--- Begin ENTRIES PROVIDED ---
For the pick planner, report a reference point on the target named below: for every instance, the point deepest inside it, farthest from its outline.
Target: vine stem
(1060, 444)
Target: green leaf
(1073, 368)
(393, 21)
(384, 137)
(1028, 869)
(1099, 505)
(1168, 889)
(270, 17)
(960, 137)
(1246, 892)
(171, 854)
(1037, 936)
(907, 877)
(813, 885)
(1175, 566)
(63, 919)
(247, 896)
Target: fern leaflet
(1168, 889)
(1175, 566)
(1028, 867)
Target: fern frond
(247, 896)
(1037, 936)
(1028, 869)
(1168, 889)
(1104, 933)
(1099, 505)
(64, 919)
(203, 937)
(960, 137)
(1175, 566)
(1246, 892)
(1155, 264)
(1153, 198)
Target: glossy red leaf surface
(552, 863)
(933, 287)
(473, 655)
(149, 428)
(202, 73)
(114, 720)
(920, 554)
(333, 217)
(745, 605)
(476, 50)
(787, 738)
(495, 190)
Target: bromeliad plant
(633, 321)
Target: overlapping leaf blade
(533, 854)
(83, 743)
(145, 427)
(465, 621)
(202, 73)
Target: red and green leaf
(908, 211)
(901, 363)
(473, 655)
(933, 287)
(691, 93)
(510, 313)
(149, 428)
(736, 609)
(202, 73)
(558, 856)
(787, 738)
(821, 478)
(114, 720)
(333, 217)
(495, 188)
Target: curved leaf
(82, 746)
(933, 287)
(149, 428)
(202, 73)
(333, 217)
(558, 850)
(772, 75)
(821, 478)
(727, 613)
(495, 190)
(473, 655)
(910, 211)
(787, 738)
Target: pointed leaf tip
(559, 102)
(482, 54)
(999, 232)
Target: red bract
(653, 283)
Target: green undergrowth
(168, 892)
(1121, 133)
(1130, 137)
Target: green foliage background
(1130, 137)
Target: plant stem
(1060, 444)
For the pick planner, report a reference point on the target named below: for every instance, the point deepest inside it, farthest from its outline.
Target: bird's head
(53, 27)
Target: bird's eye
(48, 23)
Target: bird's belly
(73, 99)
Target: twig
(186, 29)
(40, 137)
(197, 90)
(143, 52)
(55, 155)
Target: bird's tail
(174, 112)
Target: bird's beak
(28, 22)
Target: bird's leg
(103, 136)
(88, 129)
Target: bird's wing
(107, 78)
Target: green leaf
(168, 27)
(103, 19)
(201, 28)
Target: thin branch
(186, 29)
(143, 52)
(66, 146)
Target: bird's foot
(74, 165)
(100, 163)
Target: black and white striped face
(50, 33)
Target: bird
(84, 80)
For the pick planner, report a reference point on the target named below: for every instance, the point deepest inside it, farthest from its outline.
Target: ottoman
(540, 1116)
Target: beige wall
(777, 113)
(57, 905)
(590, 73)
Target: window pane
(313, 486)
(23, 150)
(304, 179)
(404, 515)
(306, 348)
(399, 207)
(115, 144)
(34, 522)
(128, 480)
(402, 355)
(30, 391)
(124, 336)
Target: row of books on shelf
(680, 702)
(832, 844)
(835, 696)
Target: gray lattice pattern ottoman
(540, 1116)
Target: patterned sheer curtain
--- End ENTRIES PROVIDED ---
== AIM ==
Could you turn the records above into a JSON list of strings, with one string per line and blank lines left out?

== TASK OUTPUT ==
[
  "For the pick planner, report a reference point on the target named below: for every instance, the point deepest inside it, farthest from its outline.",
  "Target: vine stem",
  "(1060, 444)",
  "Target: green leaf",
  "(1073, 368)",
  "(393, 21)",
  "(384, 137)",
  "(1028, 869)",
  "(1099, 505)",
  "(1168, 889)",
  "(270, 17)",
  "(960, 137)",
  "(1246, 892)",
  "(171, 854)",
  "(1037, 936)",
  "(907, 877)",
  "(813, 885)",
  "(1175, 566)",
  "(63, 919)",
  "(247, 896)",
  "Target: fern leaflet",
  "(1168, 889)",
  "(1175, 566)",
  "(1028, 867)",
  "Target: fern frond",
  "(247, 896)",
  "(1037, 936)",
  "(1028, 869)",
  "(1168, 889)",
  "(1104, 933)",
  "(1099, 505)",
  "(64, 919)",
  "(203, 937)",
  "(960, 137)",
  "(1175, 566)",
  "(1246, 892)",
  "(1155, 264)",
  "(1153, 198)",
  "Target: glossy red leaf surface",
  "(552, 863)",
  "(933, 287)",
  "(473, 655)",
  "(149, 428)",
  "(202, 73)",
  "(114, 720)",
  "(920, 554)",
  "(333, 217)",
  "(745, 605)",
  "(476, 50)",
  "(787, 738)",
  "(495, 190)",
  "Target: bromeliad plant",
  "(633, 321)",
  "Target: overlapping leaf blade",
  "(533, 854)",
  "(83, 743)",
  "(145, 427)",
  "(465, 621)",
  "(202, 73)",
  "Target: red and green leaf",
  "(908, 211)",
  "(901, 363)",
  "(473, 655)",
  "(933, 287)",
  "(691, 93)",
  "(510, 313)",
  "(149, 428)",
  "(736, 609)",
  "(202, 73)",
  "(558, 856)",
  "(787, 738)",
  "(821, 478)",
  "(114, 720)",
  "(333, 217)",
  "(495, 188)",
  "Target: curved leaf",
  "(82, 746)",
  "(933, 287)",
  "(149, 428)",
  "(202, 73)",
  "(333, 217)",
  "(558, 850)",
  "(772, 75)",
  "(821, 478)",
  "(727, 613)",
  "(495, 190)",
  "(473, 655)",
  "(910, 211)",
  "(787, 738)",
  "Target: pointed leaf tip",
  "(559, 102)",
  "(482, 54)",
  "(999, 232)",
  "Target: red bract",
  "(653, 283)",
  "Target: green undergrowth",
  "(168, 892)",
  "(1121, 133)",
  "(1130, 137)",
  "Target: green foliage background",
  "(1130, 137)",
  "Target: plant stem",
  "(1060, 444)",
  "For the pick planner, report a reference point on the target named below: for every instance, the point deepest inside it, farthest from its outline.",
  "Target: bird's head",
  "(53, 27)",
  "Target: bird's eye",
  "(48, 23)",
  "Target: bird's belly",
  "(73, 99)",
  "Target: twig",
  "(186, 29)",
  "(40, 137)",
  "(197, 90)",
  "(143, 52)",
  "(55, 155)",
  "Target: bird's tail",
  "(174, 112)",
  "Target: bird's beak",
  "(28, 22)",
  "Target: bird's leg",
  "(103, 136)",
  "(88, 129)",
  "Target: bird's wing",
  "(107, 78)",
  "Target: green leaf",
  "(168, 27)",
  "(103, 19)",
  "(201, 28)",
  "Target: thin branch",
  "(186, 29)",
  "(143, 52)",
  "(66, 146)",
  "Target: bird's foot",
  "(74, 165)",
  "(100, 163)",
  "Target: black and white striped face",
  "(50, 33)",
  "Target: bird",
  "(84, 80)",
  "For the pick planner, report a reference point on the target named below: for every instance, the point deepest inside it, farthest from its outline.",
  "Target: ottoman",
  "(540, 1116)",
  "Target: beige wall",
  "(777, 113)",
  "(57, 905)",
  "(590, 73)",
  "Target: window pane",
  "(313, 486)",
  "(23, 150)",
  "(304, 179)",
  "(404, 515)",
  "(306, 348)",
  "(399, 207)",
  "(115, 144)",
  "(34, 522)",
  "(128, 480)",
  "(402, 355)",
  "(30, 391)",
  "(124, 336)",
  "Target: row of books on shelf",
  "(680, 702)",
  "(832, 844)",
  "(835, 696)",
  "Target: gray lattice pattern ottoman",
  "(540, 1116)",
  "Target: patterned sheer curtain"
]